• [Task item]
Go through the data and copy each line where the word "patch" shows up.

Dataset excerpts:
━━━━━━━━

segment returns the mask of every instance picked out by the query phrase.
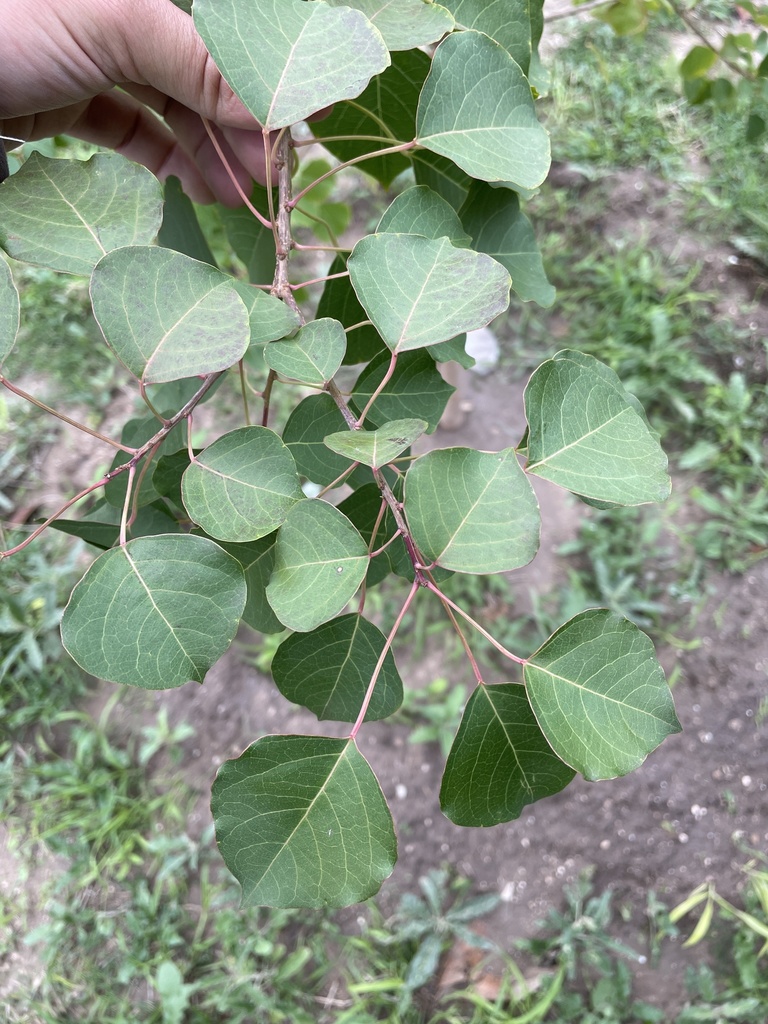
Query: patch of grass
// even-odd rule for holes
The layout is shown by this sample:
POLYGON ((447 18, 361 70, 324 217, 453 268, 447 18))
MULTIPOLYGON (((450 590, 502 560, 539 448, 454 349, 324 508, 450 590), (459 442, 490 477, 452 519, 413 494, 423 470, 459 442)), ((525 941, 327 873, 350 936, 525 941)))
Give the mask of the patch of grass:
POLYGON ((592 604, 610 608, 644 629, 669 627, 701 591, 700 566, 681 577, 680 552, 655 506, 590 509, 578 536, 560 548, 576 566, 592 604))
POLYGON ((38 733, 33 744, 14 744, 2 764, 2 809, 15 818, 21 842, 66 857, 81 885, 127 877, 153 830, 178 830, 189 804, 178 780, 147 770, 155 753, 189 728, 171 730, 161 718, 143 730, 143 743, 135 736, 123 747, 108 730, 112 706, 114 700, 98 723, 82 712, 60 713, 57 724, 68 727, 64 753, 38 733))
POLYGON ((59 637, 80 551, 52 534, 0 561, 0 756, 31 727, 50 729, 86 692, 59 637))
POLYGON ((674 60, 662 33, 616 36, 586 19, 551 63, 546 125, 558 160, 596 170, 646 167, 677 177, 686 122, 674 60))
POLYGON ((374 911, 373 925, 352 948, 362 960, 351 960, 353 978, 349 992, 355 999, 347 1019, 369 1014, 371 1020, 423 1020, 413 1015, 419 990, 434 981, 443 954, 459 940, 469 947, 496 947, 469 927, 469 923, 490 913, 499 902, 495 893, 469 897, 466 879, 451 879, 444 870, 434 870, 419 880, 420 894, 406 893, 398 911, 384 921, 374 911), (373 953, 373 958, 371 958, 373 953), (389 1005, 389 1011, 383 1008, 389 1005))
MULTIPOLYGON (((685 433, 699 413, 697 387, 719 378, 704 357, 715 348, 706 296, 693 289, 698 267, 682 272, 637 242, 603 240, 598 253, 579 258, 578 239, 563 237, 551 276, 558 288, 557 347, 576 348, 607 363, 643 403, 662 434, 685 433), (576 244, 576 252, 574 252, 576 244), (574 258, 576 257, 576 258, 574 258)), ((526 311, 519 335, 532 364, 552 354, 550 316, 526 311), (546 348, 550 351, 547 352, 546 348)))
POLYGON ((552 910, 541 932, 518 943, 526 953, 558 965, 564 985, 550 1015, 554 1024, 661 1024, 663 1010, 632 997, 628 963, 644 963, 636 952, 611 935, 612 894, 593 895, 590 873, 564 890, 565 909, 552 910))
POLYGON ((100 414, 113 390, 127 379, 104 341, 91 312, 88 279, 13 263, 21 296, 21 328, 4 373, 68 404, 87 405, 100 414))

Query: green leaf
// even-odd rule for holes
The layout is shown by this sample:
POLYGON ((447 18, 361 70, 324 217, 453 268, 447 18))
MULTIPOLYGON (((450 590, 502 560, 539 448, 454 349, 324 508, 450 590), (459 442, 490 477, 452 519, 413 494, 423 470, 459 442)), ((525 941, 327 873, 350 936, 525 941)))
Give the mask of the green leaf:
POLYGON ((410 448, 427 429, 424 420, 392 420, 378 430, 343 430, 329 434, 325 444, 352 462, 381 469, 410 448))
MULTIPOLYGON (((342 256, 337 256, 328 273, 341 274, 346 269, 347 261, 342 256)), ((332 281, 326 281, 317 306, 317 316, 319 319, 332 317, 346 328, 354 327, 355 324, 368 319, 368 314, 358 302, 352 282, 348 277, 337 277, 332 281)), ((355 330, 347 335, 347 348, 342 362, 345 366, 354 363, 367 363, 384 350, 384 342, 373 324, 355 327, 355 330)), ((389 361, 389 353, 387 353, 387 361, 389 361)))
POLYGON ((216 259, 200 227, 194 204, 182 191, 179 179, 173 176, 168 178, 163 193, 165 203, 163 223, 157 236, 158 245, 164 249, 175 249, 193 260, 210 263, 215 267, 216 259))
MULTIPOLYGON (((269 217, 269 199, 265 188, 254 185, 251 203, 259 213, 269 217)), ((254 284, 272 284, 275 274, 275 236, 271 230, 264 227, 247 206, 238 206, 234 210, 218 206, 216 210, 229 244, 246 266, 248 280, 254 284)))
MULTIPOLYGON (((70 537, 79 537, 86 544, 106 551, 114 547, 120 538, 120 519, 120 510, 102 501, 82 519, 57 519, 51 523, 51 529, 61 530, 70 537)), ((178 521, 165 504, 157 504, 145 505, 138 510, 128 529, 128 536, 133 539, 176 532, 181 533, 178 521)))
POLYGON ((566 622, 523 673, 550 746, 591 782, 626 775, 680 731, 653 644, 605 609, 566 622))
POLYGON ((91 675, 147 690, 202 682, 234 639, 243 570, 203 537, 142 537, 100 555, 61 622, 70 655, 91 675))
POLYGON ((272 611, 266 595, 269 577, 275 567, 276 540, 275 532, 248 544, 221 544, 243 567, 248 586, 243 622, 259 633, 282 633, 285 628, 272 611))
POLYGON ((549 170, 549 135, 536 120, 528 80, 480 32, 455 32, 438 46, 419 100, 416 138, 483 181, 536 188, 549 170))
POLYGON ((765 118, 761 117, 760 114, 753 110, 747 118, 747 127, 744 137, 747 142, 755 142, 765 134, 766 128, 768 128, 768 124, 766 123, 765 118))
POLYGON ((270 130, 359 96, 389 65, 359 11, 299 0, 195 0, 195 26, 253 116, 270 130))
POLYGON ((417 185, 427 185, 447 203, 460 210, 467 198, 472 179, 452 160, 430 153, 428 149, 411 151, 411 163, 417 185))
POLYGON ((498 825, 574 775, 544 738, 524 686, 478 686, 448 755, 440 807, 456 825, 498 825))
POLYGON ((459 216, 472 236, 472 248, 507 268, 512 288, 523 302, 552 305, 555 289, 544 272, 531 222, 514 192, 474 181, 459 216))
POLYGON ((381 32, 389 50, 428 46, 453 31, 453 17, 429 0, 325 0, 329 7, 352 7, 381 32))
POLYGON ((277 534, 267 600, 289 629, 308 632, 338 615, 363 582, 365 542, 326 501, 300 501, 277 534))
POLYGON ((445 0, 463 28, 484 32, 504 47, 525 74, 543 27, 543 0, 445 0))
POLYGON ((274 533, 303 498, 293 456, 268 427, 240 427, 214 441, 184 473, 181 493, 209 536, 240 543, 274 533))
POLYGON ((352 740, 264 736, 221 766, 211 809, 245 905, 358 903, 397 859, 389 808, 352 740))
POLYGON ((10 355, 16 342, 19 317, 19 293, 13 283, 10 267, 5 260, 0 260, 0 365, 10 355))
MULTIPOLYGON (((357 378, 351 397, 358 415, 384 379, 390 359, 389 352, 383 352, 371 360, 357 378)), ((435 360, 423 349, 404 352, 398 356, 395 372, 373 403, 368 419, 386 423, 388 420, 421 418, 427 421, 427 433, 431 434, 455 390, 443 380, 435 360)))
MULTIPOLYGON (((200 390, 203 381, 200 376, 182 377, 181 380, 170 380, 163 384, 148 384, 147 395, 155 409, 168 409, 176 413, 182 406, 186 405, 193 395, 200 390)), ((224 376, 215 380, 205 392, 200 405, 210 402, 221 385, 224 383, 224 376)))
POLYGON ((302 327, 295 337, 268 345, 264 362, 288 380, 325 384, 341 366, 346 348, 342 324, 321 317, 302 327))
MULTIPOLYGON (((421 50, 393 54, 392 66, 374 78, 356 100, 337 103, 328 117, 313 123, 313 134, 339 160, 410 142, 416 134, 416 107, 429 68, 430 59, 421 50), (383 141, 323 141, 338 135, 382 136, 383 141)), ((393 153, 366 160, 361 170, 388 188, 408 166, 407 156, 393 153)))
POLYGON ((693 46, 680 64, 680 74, 683 78, 701 78, 716 63, 717 54, 710 46, 693 46))
POLYGON ((635 402, 591 357, 548 359, 525 389, 528 472, 598 501, 664 501, 667 457, 635 402))
POLYGON ((465 370, 469 370, 475 365, 475 359, 467 352, 466 344, 466 334, 460 334, 456 338, 451 338, 450 341, 441 341, 439 345, 428 345, 427 352, 436 363, 453 361, 463 366, 465 370))
POLYGON ((393 352, 485 327, 509 305, 509 274, 447 238, 366 235, 347 261, 352 287, 393 352))
POLYGON ((411 464, 405 513, 416 546, 457 572, 505 572, 539 548, 541 518, 514 448, 440 448, 411 464))
POLYGON ((248 348, 248 312, 231 279, 171 249, 108 253, 91 299, 110 348, 144 384, 226 370, 248 348))
POLYGON ((301 476, 325 487, 349 469, 349 460, 336 455, 324 442, 328 434, 346 429, 344 417, 327 393, 310 395, 296 406, 285 424, 283 441, 301 476))
POLYGON ((414 185, 396 196, 384 211, 376 231, 434 239, 446 237, 459 249, 468 248, 472 242, 451 204, 426 185, 414 185))
MULTIPOLYGON (((354 722, 385 643, 381 630, 361 615, 342 615, 311 633, 294 633, 272 659, 275 685, 321 722, 354 722)), ((388 651, 365 721, 388 718, 402 701, 403 683, 388 651)))
MULTIPOLYGON (((199 455, 201 451, 200 448, 195 449, 194 454, 199 455)), ((152 472, 152 486, 163 498, 168 498, 173 502, 180 515, 183 515, 184 509, 184 502, 181 499, 181 479, 189 467, 189 463, 188 450, 186 447, 180 448, 177 452, 156 459, 152 472)), ((184 518, 186 519, 186 516, 184 518)))
MULTIPOLYGON (((130 448, 141 448, 142 445, 146 444, 147 441, 155 436, 160 427, 160 422, 155 416, 151 415, 128 420, 121 431, 120 441, 124 445, 128 445, 130 448)), ((173 430, 163 438, 154 454, 154 458, 157 459, 162 455, 172 455, 174 452, 177 452, 180 448, 184 447, 185 425, 183 423, 177 423, 173 430)), ((109 467, 110 472, 117 469, 118 466, 125 465, 130 458, 131 456, 128 452, 118 452, 112 460, 112 465, 109 467)), ((147 458, 149 458, 149 456, 145 456, 145 459, 147 458)), ((142 462, 139 467, 141 479, 139 480, 137 476, 134 484, 134 486, 137 484, 140 485, 139 496, 137 499, 139 506, 149 505, 153 501, 157 501, 160 497, 160 492, 156 489, 153 483, 154 467, 150 466, 148 470, 142 473, 143 465, 144 463, 142 462)), ((124 470, 107 483, 104 488, 104 497, 110 505, 113 505, 115 508, 122 509, 125 504, 125 491, 127 487, 128 470, 124 470)))
POLYGON ((274 295, 265 294, 247 281, 235 281, 230 278, 230 282, 248 311, 251 345, 265 345, 267 342, 284 338, 295 331, 301 323, 296 310, 286 306, 274 295))
POLYGON ((25 263, 90 274, 112 249, 149 245, 162 210, 157 178, 116 153, 86 161, 32 153, 0 185, 0 245, 25 263))
POLYGON ((642 32, 648 24, 648 7, 645 0, 615 0, 598 7, 593 17, 610 25, 617 36, 629 36, 642 32))
MULTIPOLYGON (((369 548, 371 547, 374 526, 379 520, 381 502, 381 491, 378 485, 371 481, 359 486, 337 506, 339 511, 343 512, 347 519, 349 519, 369 548)), ((393 536, 394 532, 394 520, 390 517, 388 521, 387 517, 384 516, 379 522, 379 527, 376 531, 375 547, 382 547, 393 536)), ((402 544, 402 539, 398 538, 394 543, 402 544)), ((390 548, 387 548, 386 551, 382 551, 370 560, 368 572, 365 576, 367 587, 375 587, 376 584, 381 583, 383 579, 389 576, 392 571, 389 552, 390 548)))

━━━━━━━━

• [Finished task]
Query: patch of grass
Give the mask of the patch of grass:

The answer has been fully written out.